[Data excerpts]
──────

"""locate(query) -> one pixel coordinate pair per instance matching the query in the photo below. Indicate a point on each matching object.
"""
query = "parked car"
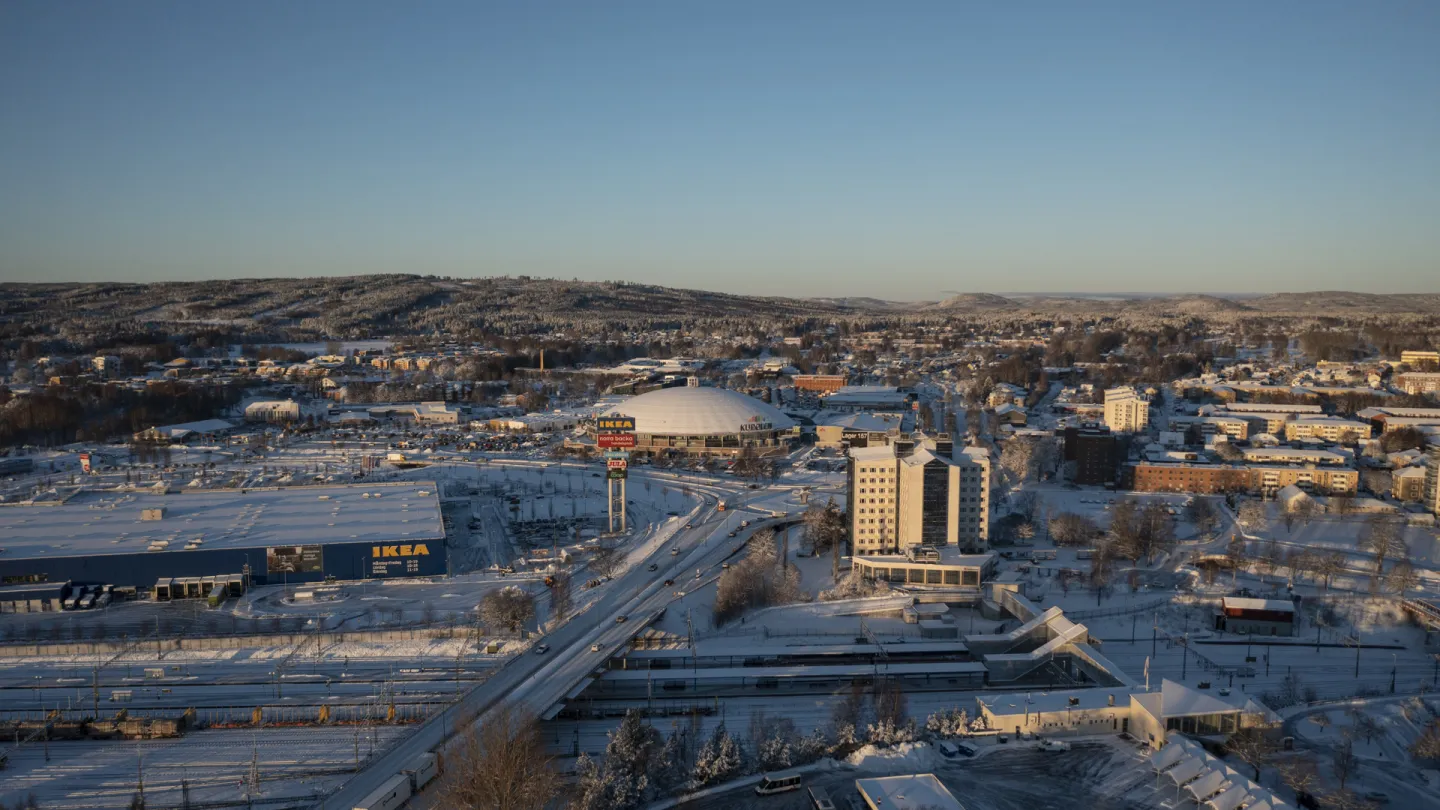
(954, 750)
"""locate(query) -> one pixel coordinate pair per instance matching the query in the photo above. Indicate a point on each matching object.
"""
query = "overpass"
(540, 683)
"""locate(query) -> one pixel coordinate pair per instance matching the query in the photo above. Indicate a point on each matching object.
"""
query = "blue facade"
(342, 561)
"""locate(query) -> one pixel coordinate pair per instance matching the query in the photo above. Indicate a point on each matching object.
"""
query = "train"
(396, 790)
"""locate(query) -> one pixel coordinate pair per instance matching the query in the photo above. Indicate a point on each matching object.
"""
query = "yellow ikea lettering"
(419, 549)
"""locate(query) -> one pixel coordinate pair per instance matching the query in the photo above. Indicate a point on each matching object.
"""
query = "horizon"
(779, 152)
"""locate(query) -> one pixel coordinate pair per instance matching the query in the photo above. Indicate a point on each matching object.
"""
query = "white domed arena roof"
(700, 411)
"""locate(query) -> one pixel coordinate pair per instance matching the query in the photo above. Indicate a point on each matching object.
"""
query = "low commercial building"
(1149, 715)
(1256, 617)
(1295, 456)
(203, 430)
(945, 568)
(696, 420)
(272, 411)
(869, 398)
(418, 412)
(268, 536)
(916, 791)
(1419, 356)
(835, 430)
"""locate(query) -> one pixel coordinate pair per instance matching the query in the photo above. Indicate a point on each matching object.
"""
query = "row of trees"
(761, 580)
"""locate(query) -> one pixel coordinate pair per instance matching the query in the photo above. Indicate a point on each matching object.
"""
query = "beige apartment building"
(905, 495)
(1328, 428)
(1125, 410)
(1419, 382)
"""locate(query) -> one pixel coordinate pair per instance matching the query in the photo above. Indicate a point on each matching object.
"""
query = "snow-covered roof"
(700, 411)
(1181, 701)
(97, 523)
(907, 793)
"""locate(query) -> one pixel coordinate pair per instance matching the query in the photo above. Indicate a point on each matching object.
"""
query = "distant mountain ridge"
(412, 304)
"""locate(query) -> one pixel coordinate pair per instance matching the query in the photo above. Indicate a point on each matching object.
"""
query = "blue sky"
(837, 149)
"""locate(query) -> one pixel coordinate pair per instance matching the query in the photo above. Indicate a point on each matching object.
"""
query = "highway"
(532, 682)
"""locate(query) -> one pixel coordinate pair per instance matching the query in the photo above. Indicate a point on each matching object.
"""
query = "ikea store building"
(262, 535)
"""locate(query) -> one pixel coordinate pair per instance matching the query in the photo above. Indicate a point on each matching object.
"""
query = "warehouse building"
(205, 538)
(696, 420)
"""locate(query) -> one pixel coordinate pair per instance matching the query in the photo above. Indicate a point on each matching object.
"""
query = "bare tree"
(1344, 761)
(1253, 747)
(1403, 577)
(1332, 565)
(1070, 529)
(606, 561)
(509, 608)
(560, 597)
(1236, 557)
(1253, 516)
(500, 764)
(1381, 539)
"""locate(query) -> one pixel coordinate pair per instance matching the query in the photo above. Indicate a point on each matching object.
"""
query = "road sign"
(608, 441)
(615, 424)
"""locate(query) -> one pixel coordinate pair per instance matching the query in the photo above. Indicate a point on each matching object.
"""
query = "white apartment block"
(902, 496)
(1419, 382)
(1125, 410)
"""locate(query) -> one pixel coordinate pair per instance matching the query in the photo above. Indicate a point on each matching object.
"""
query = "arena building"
(261, 536)
(706, 421)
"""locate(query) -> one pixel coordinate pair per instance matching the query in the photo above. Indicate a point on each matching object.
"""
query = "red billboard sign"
(615, 441)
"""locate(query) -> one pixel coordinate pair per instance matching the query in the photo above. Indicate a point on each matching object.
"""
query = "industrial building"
(206, 538)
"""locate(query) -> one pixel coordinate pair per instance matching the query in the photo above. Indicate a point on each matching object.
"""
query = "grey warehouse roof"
(110, 522)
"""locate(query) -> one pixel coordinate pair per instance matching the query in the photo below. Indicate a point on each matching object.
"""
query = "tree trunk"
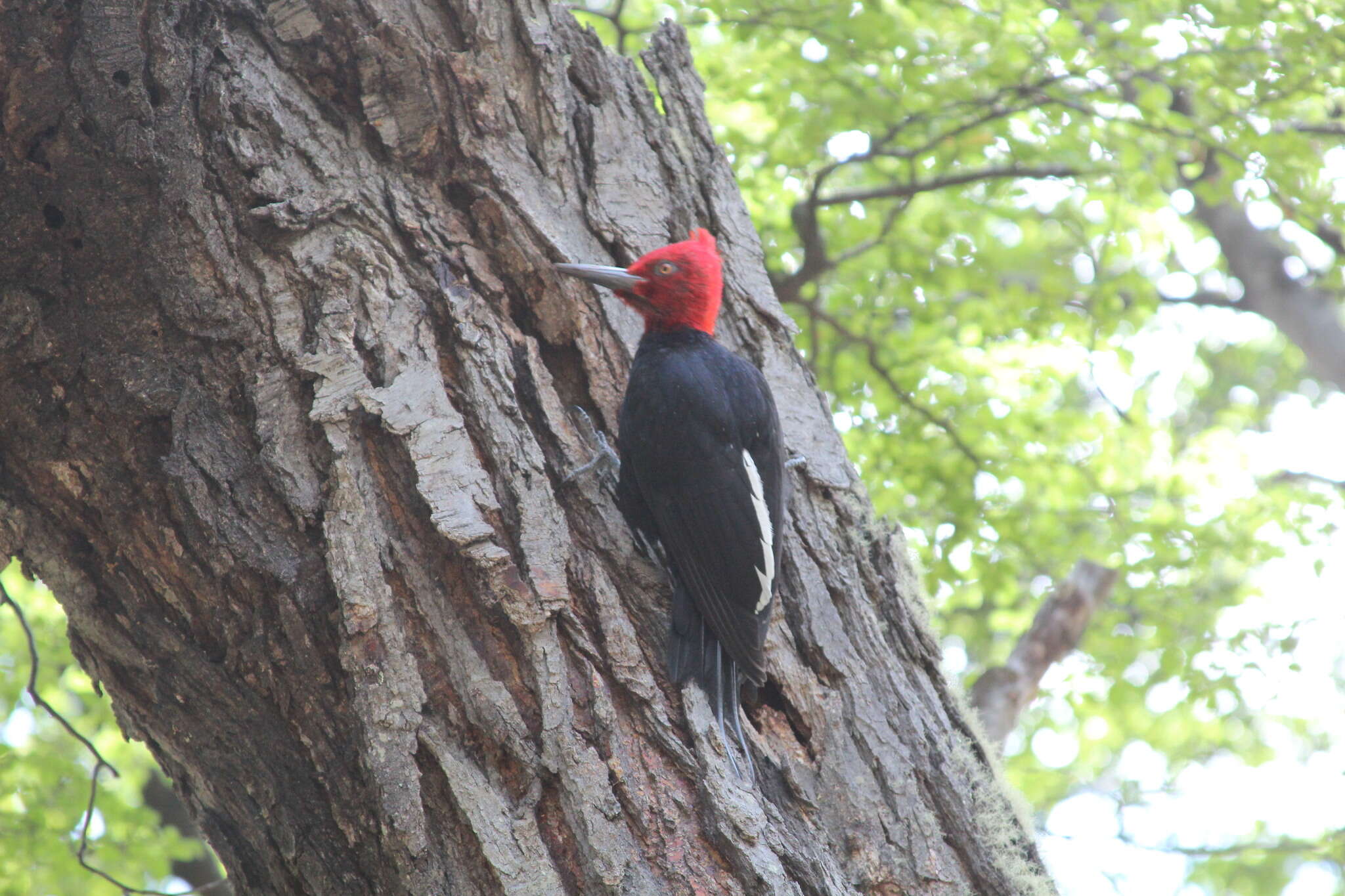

──────

Please retype all the entries word for word, omitting the pictures.

"""locate(query) -> one pixel coordinate pair per instance matching the query in the photo below. Indicate a point on each matching object.
"""
query = "parked car"
(954, 750)
"""locate(query) -> one pixel coordinate pair per instance matching the query in the photo above. Indicate a point on each matching object.
"""
query = "overpass"
(540, 683)
"""locate(query) -> one pixel coordinate pair per instance matching the query in the photo above. Indicate a point on each matching object.
"""
query = "blue facade"
(342, 561)
"""locate(query) -> one pixel coordinate pair per instance matching the query in the photo above. Indicate a point on each matching object.
"""
query = "train"
(396, 790)
"""locate(query) -> one pixel coordinate pair per instance matching the query in the photo above. Indicate a point on each matching object.
"""
query = "yellow ikea lettering"
(419, 549)
"""locate(query) -> one pixel coordinate pair per instance matching the query in the photo above. Indicate a point on each matching object.
"""
query = "horizon"
(779, 152)
"""locate(query) -> one pixel coordinate pair per instance matching the query in the photo above. Indicate a point on each matching object.
"""
query = "white domed arena roof"
(700, 411)
"""locate(query) -> one pixel coordinate pair per instance matching the query in the photo above. Indicate a point on each matching object.
"""
query = "low commercial building"
(1149, 715)
(1256, 617)
(1295, 456)
(203, 430)
(945, 568)
(696, 420)
(272, 411)
(869, 398)
(418, 412)
(268, 536)
(916, 791)
(1419, 356)
(835, 430)
"""locate(query) -> one pixel coordinate pair per instance matching the query in the photo above. Indicate a point on each matching object.
"""
query = "row of trees"
(761, 580)
"""locate(query) -> one pixel coordinate pair per instance matching the query in the photo above. Indicate a point on each matching object.
"""
query = "beige apartment building"
(905, 495)
(1328, 428)
(1125, 410)
(1419, 382)
"""locate(query) -> one pixel coordinate pair per instance matching the query in the photo above. Indicate a point on each matching object.
"""
query = "snow-covered roof"
(700, 411)
(1181, 701)
(97, 523)
(907, 793)
"""locate(query) -> one pixel coordinate pair per instance matching the query in the photo above. Indicate a point on each matching object.
"""
query = "distant mountain ridge"
(412, 304)
"""locate(query) -> one pixel coordinate pair per instance matching the query in the photo above. Indicate a point on each matching object.
"""
query = "blue sky"
(837, 149)
"""locate(query) -> one pixel coordinate pair per instance matching the query in the photo above. Indicate a point on each matching object.
"""
query = "highway"
(532, 682)
"""locate(query) -> one pixel coordinate pair per instance matching the query in the photo above. Indicate a point on each matching object.
"""
query = "ikea store building"
(262, 535)
"""locate(query) -> one pixel coordinate pair per instance matching the query in the photo above. Indicate a point on each matching object.
"""
query = "warehouse building"
(205, 538)
(696, 420)
"""locate(query) -> one pixel coordinate pair per instance matching the query in the photo above. Indicate a point on each matching object.
"""
query = "bare tree"
(1344, 761)
(1253, 747)
(1403, 577)
(1332, 565)
(1070, 529)
(606, 561)
(509, 608)
(560, 597)
(1236, 557)
(1253, 516)
(500, 764)
(1381, 539)
"""locate(query) -> one pixel coordinate pair per instance matching the query in the photo above. Indicate a point on each matching object.
"""
query = "road sign"
(608, 441)
(615, 424)
"""locate(query) -> one pixel coordinate pair per instance matching the query in the photo above. Indicate a point on each matching object.
"""
query = "white apartment block"
(902, 496)
(1419, 382)
(1125, 410)
"""locate(query) -> one pixel coordinate pair per instance matching the query in the photo above. Indicate a point on each matching object.
"""
query = "arena building"
(261, 536)
(706, 421)
"""locate(query) -> one pixel coordinate pair per instance matching the query in the photo above. Indicate a point on each matching object.
"""
query = "red billboard sign"
(615, 441)
"""locate(query) -> one pixel coordinate pair per instance matching the query in the photo above. Indicate a point on each matching object.
"""
query = "industrial building"
(206, 538)
"""locate(query) -> one pixel coordinate pair per instance matching the query in the photo above. Indicate a point on each matching object.
"""
query = "grey warehouse roof"
(110, 522)
"""locate(query) -> one pixel coordinate pair per instance matching the query in the photo below. Indicate a point on each matching object.
"""
query = "tree trunk"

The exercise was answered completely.